■ INSTRUCTIONS TO FOLLOW
Convert each line of the entries below into a JSON list of strings, one string per line, with blank lines left out.

■ DATA ENTRIES
+ + +

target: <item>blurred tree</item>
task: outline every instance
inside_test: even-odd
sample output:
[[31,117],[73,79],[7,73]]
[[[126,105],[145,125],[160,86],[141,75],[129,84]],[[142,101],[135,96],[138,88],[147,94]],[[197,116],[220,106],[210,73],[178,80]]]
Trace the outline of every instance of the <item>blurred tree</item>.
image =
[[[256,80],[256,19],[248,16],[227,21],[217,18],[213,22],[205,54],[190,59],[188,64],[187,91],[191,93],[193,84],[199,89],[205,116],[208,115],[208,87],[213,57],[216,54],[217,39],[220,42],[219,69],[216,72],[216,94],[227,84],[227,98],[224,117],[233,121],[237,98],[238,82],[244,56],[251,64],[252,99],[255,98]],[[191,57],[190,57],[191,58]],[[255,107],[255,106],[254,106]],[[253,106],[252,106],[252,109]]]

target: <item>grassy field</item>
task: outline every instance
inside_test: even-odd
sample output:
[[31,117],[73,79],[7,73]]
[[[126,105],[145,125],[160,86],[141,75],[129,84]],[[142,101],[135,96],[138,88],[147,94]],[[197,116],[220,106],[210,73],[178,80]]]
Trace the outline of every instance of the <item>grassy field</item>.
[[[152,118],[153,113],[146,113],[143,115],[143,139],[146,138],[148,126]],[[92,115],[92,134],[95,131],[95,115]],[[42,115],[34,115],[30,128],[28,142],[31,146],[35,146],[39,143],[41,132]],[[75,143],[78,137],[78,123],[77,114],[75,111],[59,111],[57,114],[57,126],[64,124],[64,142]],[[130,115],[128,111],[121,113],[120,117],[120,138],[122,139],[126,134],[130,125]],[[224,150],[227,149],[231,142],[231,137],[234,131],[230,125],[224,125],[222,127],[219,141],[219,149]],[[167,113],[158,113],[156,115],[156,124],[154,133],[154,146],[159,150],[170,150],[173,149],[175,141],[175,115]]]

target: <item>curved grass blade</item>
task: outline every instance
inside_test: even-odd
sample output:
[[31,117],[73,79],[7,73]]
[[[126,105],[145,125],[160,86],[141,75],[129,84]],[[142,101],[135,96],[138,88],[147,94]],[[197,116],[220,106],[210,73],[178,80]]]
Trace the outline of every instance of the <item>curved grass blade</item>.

+ + +

■ OUTPUT
[
  "target: <item>blurred tree</item>",
  "task: outline every instance",
  "inside_test: even-odd",
  "sample output:",
  "[[31,117],[73,79],[7,73]]",
  "[[[126,105],[145,125],[160,86],[141,75],[129,84]],[[142,101],[135,96],[138,88],[147,94]],[[197,116],[220,106],[210,73],[178,80]]]",
  "Trace the outline of every instance of the <item>blurred tree</item>.",
  "image =",
  "[[[256,80],[256,19],[248,16],[227,21],[217,18],[213,22],[205,54],[190,59],[188,64],[187,91],[191,93],[193,84],[199,89],[205,116],[208,115],[208,87],[213,57],[216,54],[217,39],[220,42],[219,69],[216,72],[216,94],[227,84],[227,98],[224,117],[233,121],[237,98],[238,82],[244,56],[251,64],[252,99],[255,98]],[[191,57],[190,57],[191,58]],[[255,107],[255,106],[254,106]],[[253,106],[252,106],[252,109]]]",
  "target: <item>grassy field</item>",
  "task: outline every instance",
  "inside_test: even-odd",
  "sample output:",
  "[[31,117],[73,79],[7,73]]",
  "[[[126,105],[145,125],[160,86],[141,75],[129,84]],[[142,101],[135,96],[138,88],[147,94]],[[197,116],[220,106],[210,73],[178,80]]]",
  "Trace the outline of every instance of the <item>grassy field</item>.",
  "[[[152,118],[153,113],[146,113],[143,115],[143,139],[146,138],[148,126]],[[92,115],[92,134],[95,131],[95,115]],[[42,115],[34,115],[30,128],[28,142],[31,146],[35,146],[39,143],[41,132]],[[75,143],[78,137],[78,123],[77,114],[75,111],[59,111],[57,114],[57,126],[64,124],[64,142]],[[130,115],[128,111],[121,113],[120,117],[120,138],[122,139],[126,134],[130,125]],[[224,150],[227,149],[231,142],[231,137],[234,131],[230,125],[224,125],[222,127],[219,141],[219,149]],[[167,113],[158,113],[156,115],[156,124],[154,133],[154,146],[159,150],[170,150],[173,149],[175,141],[175,115]]]",
  "target: <item>curved grass blade</item>",
  "task: outline every instance",
  "inside_test: even-odd",
  "sample output:",
  "[[31,117],[73,79],[7,73]]",
  "[[[126,105],[145,125],[160,86],[141,75],[129,84]],[[142,101],[135,96],[138,88],[147,94]],[[197,116],[220,106],[210,73],[178,80]]]",
  "Trace the outline of every instance of the <item>curved grass blade</item>."
]